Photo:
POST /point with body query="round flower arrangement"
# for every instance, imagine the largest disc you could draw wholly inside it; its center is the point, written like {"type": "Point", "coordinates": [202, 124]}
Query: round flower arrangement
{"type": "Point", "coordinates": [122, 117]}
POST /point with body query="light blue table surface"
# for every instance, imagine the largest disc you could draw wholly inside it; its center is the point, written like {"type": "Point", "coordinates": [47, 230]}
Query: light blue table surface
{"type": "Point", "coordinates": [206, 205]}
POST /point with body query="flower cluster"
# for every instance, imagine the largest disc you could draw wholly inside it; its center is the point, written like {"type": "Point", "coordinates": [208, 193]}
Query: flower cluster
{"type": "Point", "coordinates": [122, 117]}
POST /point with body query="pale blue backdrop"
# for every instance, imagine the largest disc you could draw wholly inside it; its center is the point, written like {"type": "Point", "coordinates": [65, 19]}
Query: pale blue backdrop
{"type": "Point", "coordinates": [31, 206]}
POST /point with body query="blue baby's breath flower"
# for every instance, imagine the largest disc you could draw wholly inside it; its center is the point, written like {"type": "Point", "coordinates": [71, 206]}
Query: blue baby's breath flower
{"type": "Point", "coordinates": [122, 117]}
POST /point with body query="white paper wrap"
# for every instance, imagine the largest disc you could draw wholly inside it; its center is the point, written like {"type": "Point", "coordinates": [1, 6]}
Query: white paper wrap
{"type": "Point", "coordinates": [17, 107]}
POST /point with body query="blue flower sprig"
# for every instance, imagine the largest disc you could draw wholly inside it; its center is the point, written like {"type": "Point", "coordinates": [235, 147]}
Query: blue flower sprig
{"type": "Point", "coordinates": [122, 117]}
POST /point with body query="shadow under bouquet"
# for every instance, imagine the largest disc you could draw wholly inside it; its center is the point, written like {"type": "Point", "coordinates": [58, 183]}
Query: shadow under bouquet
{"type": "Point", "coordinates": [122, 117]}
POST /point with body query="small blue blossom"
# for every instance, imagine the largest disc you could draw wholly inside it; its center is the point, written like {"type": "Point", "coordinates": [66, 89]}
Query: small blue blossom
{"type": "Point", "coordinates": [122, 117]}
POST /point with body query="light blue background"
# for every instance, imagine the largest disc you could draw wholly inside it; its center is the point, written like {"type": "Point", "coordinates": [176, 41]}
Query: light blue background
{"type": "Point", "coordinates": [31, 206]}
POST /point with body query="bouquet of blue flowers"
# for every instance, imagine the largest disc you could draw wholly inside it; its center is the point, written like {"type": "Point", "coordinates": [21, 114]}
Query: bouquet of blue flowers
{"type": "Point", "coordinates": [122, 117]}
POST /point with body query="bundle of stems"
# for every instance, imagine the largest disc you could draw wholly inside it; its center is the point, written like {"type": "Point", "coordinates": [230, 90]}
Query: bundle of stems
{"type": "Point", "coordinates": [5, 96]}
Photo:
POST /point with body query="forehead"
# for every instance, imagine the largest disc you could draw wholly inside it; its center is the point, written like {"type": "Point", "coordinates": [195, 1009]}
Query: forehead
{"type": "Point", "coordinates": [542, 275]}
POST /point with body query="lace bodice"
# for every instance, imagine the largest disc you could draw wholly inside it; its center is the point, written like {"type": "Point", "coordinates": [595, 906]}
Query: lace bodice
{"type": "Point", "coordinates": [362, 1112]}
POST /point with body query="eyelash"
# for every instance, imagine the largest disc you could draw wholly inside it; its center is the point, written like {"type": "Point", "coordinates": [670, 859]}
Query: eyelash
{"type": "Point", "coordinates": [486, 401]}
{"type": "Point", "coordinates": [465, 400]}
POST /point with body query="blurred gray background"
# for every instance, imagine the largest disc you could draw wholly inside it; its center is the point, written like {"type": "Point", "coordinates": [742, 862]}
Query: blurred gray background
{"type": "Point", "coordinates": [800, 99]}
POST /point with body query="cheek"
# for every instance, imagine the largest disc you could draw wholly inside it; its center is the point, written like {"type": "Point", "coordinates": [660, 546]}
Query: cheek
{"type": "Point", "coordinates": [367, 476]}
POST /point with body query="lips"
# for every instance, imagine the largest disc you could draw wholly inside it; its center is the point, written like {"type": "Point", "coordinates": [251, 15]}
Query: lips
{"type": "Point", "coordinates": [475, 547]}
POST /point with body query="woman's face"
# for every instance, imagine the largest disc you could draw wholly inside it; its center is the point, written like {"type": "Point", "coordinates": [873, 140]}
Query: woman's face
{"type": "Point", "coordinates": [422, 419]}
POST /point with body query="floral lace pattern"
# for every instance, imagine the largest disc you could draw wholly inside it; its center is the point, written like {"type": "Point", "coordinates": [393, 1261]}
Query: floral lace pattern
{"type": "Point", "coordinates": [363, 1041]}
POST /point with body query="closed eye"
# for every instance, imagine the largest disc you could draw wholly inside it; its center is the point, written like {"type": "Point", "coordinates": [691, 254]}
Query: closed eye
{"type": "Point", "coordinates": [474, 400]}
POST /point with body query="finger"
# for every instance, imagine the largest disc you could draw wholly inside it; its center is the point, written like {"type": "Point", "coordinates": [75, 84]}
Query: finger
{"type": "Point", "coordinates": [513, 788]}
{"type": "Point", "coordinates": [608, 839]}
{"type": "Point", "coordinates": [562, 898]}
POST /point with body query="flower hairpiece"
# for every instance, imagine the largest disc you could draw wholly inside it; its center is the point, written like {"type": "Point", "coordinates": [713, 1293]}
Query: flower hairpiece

* Goal of the exercise: With nothing left out, output the whole listing exactly.

* Task result:
Photo:
POST /point with body query="round flower arrangement"
# for every instance, imagine the largest disc you could draw wholly inside it; its center is the point, written like {"type": "Point", "coordinates": [202, 124]}
Query: round flower arrangement
{"type": "Point", "coordinates": [122, 117]}
POST /point with body query="light blue table surface"
# for every instance, imagine the largest disc you could draw wholly inside it; its center is the point, written like {"type": "Point", "coordinates": [47, 230]}
Query: light blue table surface
{"type": "Point", "coordinates": [206, 205]}
POST /point with body query="flower cluster"
# for every instance, imagine the largest disc you could draw wholly inside it; its center is the point, written like {"type": "Point", "coordinates": [208, 193]}
Query: flower cluster
{"type": "Point", "coordinates": [122, 117]}
POST /point with body query="pale blue backdrop"
# for every instance, imagine the largest disc you could draw wholly inside it; its center is the point, written like {"type": "Point", "coordinates": [65, 19]}
Query: pale blue backdrop
{"type": "Point", "coordinates": [31, 206]}
POST /point with body query="blue baby's breath flower"
# for every instance, imagine the largest disc you could draw wholly inside it; its center is the point, written like {"type": "Point", "coordinates": [71, 206]}
Query: blue baby's breath flower
{"type": "Point", "coordinates": [122, 117]}
POST /point with body query="white paper wrap"
# for every instance, imagine the largest disc you could draw wholly inside it; its center is the point, written like {"type": "Point", "coordinates": [1, 6]}
Query: white paper wrap
{"type": "Point", "coordinates": [17, 107]}
POST /point with body query="blue flower sprig"
# for every instance, imagine the largest disc you could draw wholly inside it; its center is the point, written like {"type": "Point", "coordinates": [235, 147]}
Query: blue flower sprig
{"type": "Point", "coordinates": [122, 117]}
POST /point with body query="shadow under bouquet"
# for every instance, imagine the largest disc you could draw wholly inside it; its center is the point, written like {"type": "Point", "coordinates": [58, 183]}
Query: shadow under bouquet
{"type": "Point", "coordinates": [122, 117]}
POST /point with body query="small blue blossom"
# for every instance, imagine the largest disc you could draw wholly inside it; its center is the point, written like {"type": "Point", "coordinates": [66, 89]}
Query: small blue blossom
{"type": "Point", "coordinates": [122, 117]}
POST /point with body query="light blue background"
# for every instance, imagine the largest disc you could draw wholly inside it; its center is the point, written like {"type": "Point", "coordinates": [176, 41]}
Query: light blue background
{"type": "Point", "coordinates": [31, 206]}
POST /point with body query="bouquet of blue flowers"
# for every instance, imagine the largest disc you could draw wholly inside it; its center is the point, written like {"type": "Point", "coordinates": [21, 114]}
Query: bouquet of blue flowers
{"type": "Point", "coordinates": [122, 117]}
POST /point with body query="bundle of stems"
# for every instance, imagine the largest disc you could draw wholly inside it; its center is the point, written like {"type": "Point", "coordinates": [230, 90]}
Query: bundle of stems
{"type": "Point", "coordinates": [5, 96]}
Photo:
POST /point with body query="forehead"
# for every instance, imagine the largest disc you could draw wholly inside it; its center is the point, written like {"type": "Point", "coordinates": [195, 1009]}
Query: forehead
{"type": "Point", "coordinates": [542, 275]}
POST /point with body query="lace bodice"
# for every instance, imagine the largest disc you could draw wholly inside it; its center is the point, written like {"type": "Point", "coordinates": [595, 906]}
Query: lace bodice
{"type": "Point", "coordinates": [362, 1112]}
POST /point with body query="eyelash"
# for every instance, imagine the largest disc you could draw wholly inside it; its center is the point, written like {"type": "Point", "coordinates": [670, 859]}
Query: eyelash
{"type": "Point", "coordinates": [486, 401]}
{"type": "Point", "coordinates": [465, 400]}
POST /point with body query="blurred gray background"
# for every instance, imagine the largest disc you could draw wholly inside it; its center is the point, written like {"type": "Point", "coordinates": [742, 862]}
Query: blurred gray background
{"type": "Point", "coordinates": [800, 99]}
POST /point with body query="cheek"
# for every instance, imagine the largest disc you could draw wholly inside it; its center is the point, written like {"type": "Point", "coordinates": [660, 546]}
Query: cheek
{"type": "Point", "coordinates": [367, 476]}
POST /point with body query="lips"
# for every instance, imagine the largest disc you could draw wholly inside it; its center is the point, written like {"type": "Point", "coordinates": [251, 15]}
Query: lips
{"type": "Point", "coordinates": [475, 547]}
POST /point with body query="woman's face"
# for every instance, imagine the largest disc you could draw wholly inside it; its center is the point, written like {"type": "Point", "coordinates": [873, 140]}
Query: woman's face
{"type": "Point", "coordinates": [422, 419]}
POST /point with body query="floral lace pattern"
# for every instance, imagine the largest disc you could draw wholly inside it; its center is the point, written like {"type": "Point", "coordinates": [393, 1261]}
Query: floral lace pattern
{"type": "Point", "coordinates": [363, 1041]}
POST /point with body query="closed eye"
# for every instance, imagine the largest disc you could draw wholly inside it; its center is the point, written like {"type": "Point", "coordinates": [691, 254]}
Query: closed eye
{"type": "Point", "coordinates": [474, 400]}
POST /point with body query="finger"
# for every instance, imagine the largest disc you could draw wholly inside it; its center is the point, written like {"type": "Point", "coordinates": [75, 84]}
Query: finger
{"type": "Point", "coordinates": [513, 788]}
{"type": "Point", "coordinates": [608, 839]}
{"type": "Point", "coordinates": [562, 898]}
POST /point with body query="flower hairpiece"
# for every instance, imagine the largest disc you could draw wholly inside it; its center is the point, written like {"type": "Point", "coordinates": [713, 1293]}
Query: flower hairpiece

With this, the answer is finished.